---- Data in this exercise
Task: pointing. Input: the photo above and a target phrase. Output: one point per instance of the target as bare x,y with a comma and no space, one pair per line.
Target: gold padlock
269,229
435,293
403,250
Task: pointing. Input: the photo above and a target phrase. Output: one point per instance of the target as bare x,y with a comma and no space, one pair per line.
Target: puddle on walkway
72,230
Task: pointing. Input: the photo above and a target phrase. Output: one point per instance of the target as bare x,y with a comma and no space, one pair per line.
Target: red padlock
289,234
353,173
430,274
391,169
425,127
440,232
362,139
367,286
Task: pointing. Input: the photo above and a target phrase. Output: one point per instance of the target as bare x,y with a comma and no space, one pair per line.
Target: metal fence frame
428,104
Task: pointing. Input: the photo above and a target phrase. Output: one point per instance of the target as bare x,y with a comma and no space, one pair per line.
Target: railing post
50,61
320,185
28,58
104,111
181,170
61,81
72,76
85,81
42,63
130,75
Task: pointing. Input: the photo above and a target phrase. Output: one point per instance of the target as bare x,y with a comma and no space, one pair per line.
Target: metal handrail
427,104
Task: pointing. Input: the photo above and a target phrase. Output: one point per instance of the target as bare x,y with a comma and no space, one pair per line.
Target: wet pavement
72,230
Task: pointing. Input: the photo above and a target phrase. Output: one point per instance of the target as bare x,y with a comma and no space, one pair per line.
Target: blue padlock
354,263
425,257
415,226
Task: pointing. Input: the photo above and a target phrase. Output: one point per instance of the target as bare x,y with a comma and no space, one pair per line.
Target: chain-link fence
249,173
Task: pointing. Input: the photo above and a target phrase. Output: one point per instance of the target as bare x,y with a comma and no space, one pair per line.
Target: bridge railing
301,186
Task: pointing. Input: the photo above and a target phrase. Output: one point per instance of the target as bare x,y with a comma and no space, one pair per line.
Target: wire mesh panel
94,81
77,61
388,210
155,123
--------
• [Do this] Write the data back out verbatim.

• [Output below]
Task: pointing. Input: the photo above and a target phrase. Output: one point per instance of the target as bare x,y with a comma and no space, one pair per line.
Target: gold padlock
269,229
435,293
403,250
Task: pointing. Input: the photo above and a target phrase. Output: one point per instance of the target as bare x,y with a comma and no space, one pair per line.
Target: puddle on walkway
72,230
Task: pointing. Input: the photo above and a target phrase. Output: one point per instance of the target as bare x,y with a comma and no space, one pair per line.
Target: red padlock
289,234
353,173
430,274
391,169
425,127
440,232
362,139
367,286
Task: pointing. Input: the photo above and a target phrase. Output: one point per instance of the target as bare x,y with a comma and no space, one pair per line.
Target: metal fence frame
428,104
Task: pointing. Input: the photo above and a target phrase. Output: one point per instance of the target as bare x,y with a comma and no space, one pair per line.
Target: railing post
50,61
320,185
28,58
104,111
181,170
61,81
72,76
85,81
42,63
130,75
Task: pointing. Input: the photo above and a target phrase. Output: one point per instance of the target as bare x,y with a comma and no space, one pair per line.
Target: metal handrail
427,104
Task: pointing. Input: the photo above and a target phrase. Output: one point per instance of the target as bare x,y with a comma and no space, one pair per line.
Target: wet pavement
72,230
Task: pointing. Input: the photo above and a target phrase. Output: one point per instance of the target as bare x,y with a comma and no space, one pair per line.
Target: blue padlock
354,263
425,257
415,226
Task: pointing. Input: the photo above and a target phrase. Output: one point per instance of the target as bare x,y with a comma and no space, one pair per line.
Target: chain-link fence
249,173
Task: pointing. Input: the photo above and a target phrase. Output: one point per instance of the target as bare x,y with a comma and no space, one pair per line.
Target: bridge railing
301,186
Task: pointing. Input: the photo above and a target phrase. Output: one point per instance of the target as bare x,y with a comma and no space, one pair per line.
Target: wire mesh panel
94,81
77,61
388,210
155,123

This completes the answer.